== WRITTEN TASK ==
Can you give the lines from the one with "target: person in white jacket" up to and including the one with "149 130 L 126" as a numbered list, leaving out any blank lines?

══════════════════════════════

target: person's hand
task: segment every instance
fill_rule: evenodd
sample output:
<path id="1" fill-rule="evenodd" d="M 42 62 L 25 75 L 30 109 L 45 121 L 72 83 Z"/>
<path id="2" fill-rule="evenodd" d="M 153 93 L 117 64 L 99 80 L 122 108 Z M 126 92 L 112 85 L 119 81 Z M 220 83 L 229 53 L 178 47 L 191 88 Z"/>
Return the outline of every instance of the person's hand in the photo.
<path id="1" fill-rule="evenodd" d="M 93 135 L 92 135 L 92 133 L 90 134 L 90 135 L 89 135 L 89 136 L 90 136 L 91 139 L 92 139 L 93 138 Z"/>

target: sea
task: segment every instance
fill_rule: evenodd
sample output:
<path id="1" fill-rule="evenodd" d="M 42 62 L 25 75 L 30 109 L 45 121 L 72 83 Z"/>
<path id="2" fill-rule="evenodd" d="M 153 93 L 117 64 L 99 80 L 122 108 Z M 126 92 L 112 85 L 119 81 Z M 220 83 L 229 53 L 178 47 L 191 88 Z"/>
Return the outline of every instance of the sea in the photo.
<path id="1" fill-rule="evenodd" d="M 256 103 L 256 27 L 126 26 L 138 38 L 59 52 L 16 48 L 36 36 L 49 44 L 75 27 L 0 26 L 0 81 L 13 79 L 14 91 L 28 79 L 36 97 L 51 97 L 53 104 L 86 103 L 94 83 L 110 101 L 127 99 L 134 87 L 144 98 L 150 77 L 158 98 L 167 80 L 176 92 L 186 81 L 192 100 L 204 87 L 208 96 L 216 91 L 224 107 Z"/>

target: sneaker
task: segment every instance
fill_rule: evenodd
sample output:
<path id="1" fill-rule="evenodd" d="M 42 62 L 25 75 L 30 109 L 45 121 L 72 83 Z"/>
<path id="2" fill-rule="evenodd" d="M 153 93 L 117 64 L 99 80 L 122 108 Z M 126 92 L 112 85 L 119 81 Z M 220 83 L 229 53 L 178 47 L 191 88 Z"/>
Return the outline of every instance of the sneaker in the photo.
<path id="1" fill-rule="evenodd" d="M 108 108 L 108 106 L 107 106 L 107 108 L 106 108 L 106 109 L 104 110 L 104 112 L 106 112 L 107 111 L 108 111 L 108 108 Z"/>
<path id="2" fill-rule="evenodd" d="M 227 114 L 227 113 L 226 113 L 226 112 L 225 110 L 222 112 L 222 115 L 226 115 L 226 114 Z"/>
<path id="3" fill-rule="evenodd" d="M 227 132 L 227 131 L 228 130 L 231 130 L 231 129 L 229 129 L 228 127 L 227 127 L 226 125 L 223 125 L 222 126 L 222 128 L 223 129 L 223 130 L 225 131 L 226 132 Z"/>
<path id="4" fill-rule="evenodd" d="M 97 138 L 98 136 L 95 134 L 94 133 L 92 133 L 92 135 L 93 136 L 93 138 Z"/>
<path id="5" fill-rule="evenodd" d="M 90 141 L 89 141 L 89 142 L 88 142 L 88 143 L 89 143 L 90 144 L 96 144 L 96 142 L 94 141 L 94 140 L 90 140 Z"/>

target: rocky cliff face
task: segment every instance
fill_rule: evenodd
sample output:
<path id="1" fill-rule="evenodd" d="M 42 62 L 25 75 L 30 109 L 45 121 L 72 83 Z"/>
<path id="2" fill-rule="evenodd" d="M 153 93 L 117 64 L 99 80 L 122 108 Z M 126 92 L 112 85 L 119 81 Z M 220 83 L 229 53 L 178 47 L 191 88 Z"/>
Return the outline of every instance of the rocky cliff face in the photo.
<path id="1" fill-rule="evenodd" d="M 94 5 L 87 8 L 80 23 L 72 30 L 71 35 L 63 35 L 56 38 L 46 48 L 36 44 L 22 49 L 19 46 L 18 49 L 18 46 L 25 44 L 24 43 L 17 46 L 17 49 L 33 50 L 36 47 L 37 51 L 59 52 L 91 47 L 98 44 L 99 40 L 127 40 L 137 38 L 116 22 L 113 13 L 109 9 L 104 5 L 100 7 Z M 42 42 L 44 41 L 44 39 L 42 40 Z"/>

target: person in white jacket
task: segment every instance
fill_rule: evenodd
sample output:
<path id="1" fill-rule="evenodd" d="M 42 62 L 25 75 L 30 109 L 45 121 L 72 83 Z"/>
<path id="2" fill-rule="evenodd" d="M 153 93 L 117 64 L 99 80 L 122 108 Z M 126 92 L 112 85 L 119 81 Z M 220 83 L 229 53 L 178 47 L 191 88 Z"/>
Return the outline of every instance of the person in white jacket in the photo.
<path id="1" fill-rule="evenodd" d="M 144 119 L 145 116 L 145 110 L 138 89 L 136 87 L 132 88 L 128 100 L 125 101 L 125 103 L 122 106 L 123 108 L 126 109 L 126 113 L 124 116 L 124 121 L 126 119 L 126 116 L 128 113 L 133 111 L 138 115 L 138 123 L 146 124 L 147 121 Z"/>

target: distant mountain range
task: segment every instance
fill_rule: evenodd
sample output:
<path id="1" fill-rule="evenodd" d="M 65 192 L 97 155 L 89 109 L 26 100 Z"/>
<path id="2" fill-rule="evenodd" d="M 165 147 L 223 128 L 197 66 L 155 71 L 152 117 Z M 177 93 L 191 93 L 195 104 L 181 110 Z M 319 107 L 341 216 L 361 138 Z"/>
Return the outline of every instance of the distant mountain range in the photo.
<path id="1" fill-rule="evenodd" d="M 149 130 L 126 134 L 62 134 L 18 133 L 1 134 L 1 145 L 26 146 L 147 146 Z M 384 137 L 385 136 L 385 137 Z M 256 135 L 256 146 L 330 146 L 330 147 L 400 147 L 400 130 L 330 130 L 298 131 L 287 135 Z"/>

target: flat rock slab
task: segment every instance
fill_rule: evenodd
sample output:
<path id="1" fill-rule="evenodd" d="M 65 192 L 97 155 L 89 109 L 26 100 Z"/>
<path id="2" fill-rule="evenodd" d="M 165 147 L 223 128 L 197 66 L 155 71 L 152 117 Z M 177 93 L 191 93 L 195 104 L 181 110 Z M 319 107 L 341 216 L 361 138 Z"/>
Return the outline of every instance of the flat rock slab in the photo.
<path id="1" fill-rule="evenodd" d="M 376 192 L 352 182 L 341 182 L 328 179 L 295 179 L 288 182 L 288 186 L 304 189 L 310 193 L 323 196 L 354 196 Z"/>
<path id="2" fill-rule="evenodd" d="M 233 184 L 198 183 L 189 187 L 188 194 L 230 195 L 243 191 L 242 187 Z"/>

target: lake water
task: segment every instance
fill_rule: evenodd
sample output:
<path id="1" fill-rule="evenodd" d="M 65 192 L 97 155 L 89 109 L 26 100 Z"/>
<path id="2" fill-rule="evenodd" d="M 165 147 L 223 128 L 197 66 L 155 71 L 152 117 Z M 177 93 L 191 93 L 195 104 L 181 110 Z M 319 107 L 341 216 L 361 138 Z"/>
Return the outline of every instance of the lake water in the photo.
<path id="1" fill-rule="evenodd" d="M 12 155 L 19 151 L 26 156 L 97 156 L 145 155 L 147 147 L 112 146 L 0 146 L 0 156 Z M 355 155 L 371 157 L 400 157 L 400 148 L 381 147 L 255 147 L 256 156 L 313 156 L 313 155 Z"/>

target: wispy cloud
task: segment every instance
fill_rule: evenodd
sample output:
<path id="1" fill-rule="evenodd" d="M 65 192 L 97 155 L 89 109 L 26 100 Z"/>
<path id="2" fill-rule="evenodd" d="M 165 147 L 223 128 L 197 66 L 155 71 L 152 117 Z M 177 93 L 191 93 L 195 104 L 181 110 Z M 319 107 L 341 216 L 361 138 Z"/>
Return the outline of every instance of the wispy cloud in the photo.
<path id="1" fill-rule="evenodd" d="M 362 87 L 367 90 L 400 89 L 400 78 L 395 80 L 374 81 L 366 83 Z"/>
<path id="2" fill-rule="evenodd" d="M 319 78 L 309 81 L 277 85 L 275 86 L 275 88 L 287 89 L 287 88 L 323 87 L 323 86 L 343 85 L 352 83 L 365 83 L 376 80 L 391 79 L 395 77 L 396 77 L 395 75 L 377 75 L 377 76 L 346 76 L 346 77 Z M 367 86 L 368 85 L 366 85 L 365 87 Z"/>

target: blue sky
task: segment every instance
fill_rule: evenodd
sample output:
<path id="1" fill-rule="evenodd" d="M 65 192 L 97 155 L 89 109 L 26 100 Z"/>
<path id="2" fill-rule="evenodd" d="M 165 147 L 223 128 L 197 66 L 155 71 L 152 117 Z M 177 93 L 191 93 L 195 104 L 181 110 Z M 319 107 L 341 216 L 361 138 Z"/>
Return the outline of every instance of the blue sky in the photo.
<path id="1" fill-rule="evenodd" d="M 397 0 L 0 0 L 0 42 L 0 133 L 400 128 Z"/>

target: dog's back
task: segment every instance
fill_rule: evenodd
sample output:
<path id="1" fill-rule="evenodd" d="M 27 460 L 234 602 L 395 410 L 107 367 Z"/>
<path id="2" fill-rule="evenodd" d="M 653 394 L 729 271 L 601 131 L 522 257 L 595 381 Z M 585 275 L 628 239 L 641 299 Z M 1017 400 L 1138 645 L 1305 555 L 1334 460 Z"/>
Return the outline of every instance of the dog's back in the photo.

══════════════════════════════

== SOLUTION ==
1. target: person in white jacket
2. task: segment every instance
3. fill_rule: evenodd
4. sample output:
5. <path id="1" fill-rule="evenodd" d="M 42 62 L 25 75 L 30 109 L 45 121 L 72 83 Z"/>
6. <path id="2" fill-rule="evenodd" d="M 153 93 L 117 64 L 99 80 L 122 108 Z M 126 92 L 112 85 L 119 81 Z M 220 83 L 229 53 L 178 47 L 191 88 Z"/>
7. Return the outline of every instance of the person in white jacket in the photo.
8. <path id="1" fill-rule="evenodd" d="M 144 119 L 145 116 L 145 110 L 138 89 L 136 87 L 132 88 L 128 100 L 125 101 L 125 103 L 122 106 L 123 108 L 126 109 L 126 113 L 124 116 L 124 121 L 126 119 L 126 116 L 128 113 L 133 111 L 138 115 L 138 123 L 146 124 L 147 121 Z"/>
9. target: distant mountain range
10. task: segment every instance
11. fill_rule: evenodd
12. sample output:
13. <path id="1" fill-rule="evenodd" d="M 65 192 L 97 155 L 89 109 L 26 100 Z"/>
14. <path id="2" fill-rule="evenodd" d="M 165 147 L 223 128 L 197 66 L 155 71 L 152 117 Z M 177 93 L 191 93 L 195 104 L 181 110 Z M 319 107 L 341 216 L 361 138 Z"/>
15. Return the outline of every instance of the distant mountain range in the photo.
16. <path id="1" fill-rule="evenodd" d="M 149 130 L 126 134 L 62 134 L 18 133 L 1 134 L 1 145 L 26 146 L 147 146 Z M 384 137 L 385 136 L 385 137 Z M 256 135 L 256 146 L 330 146 L 330 147 L 400 147 L 400 130 L 330 130 L 298 131 L 287 135 Z"/>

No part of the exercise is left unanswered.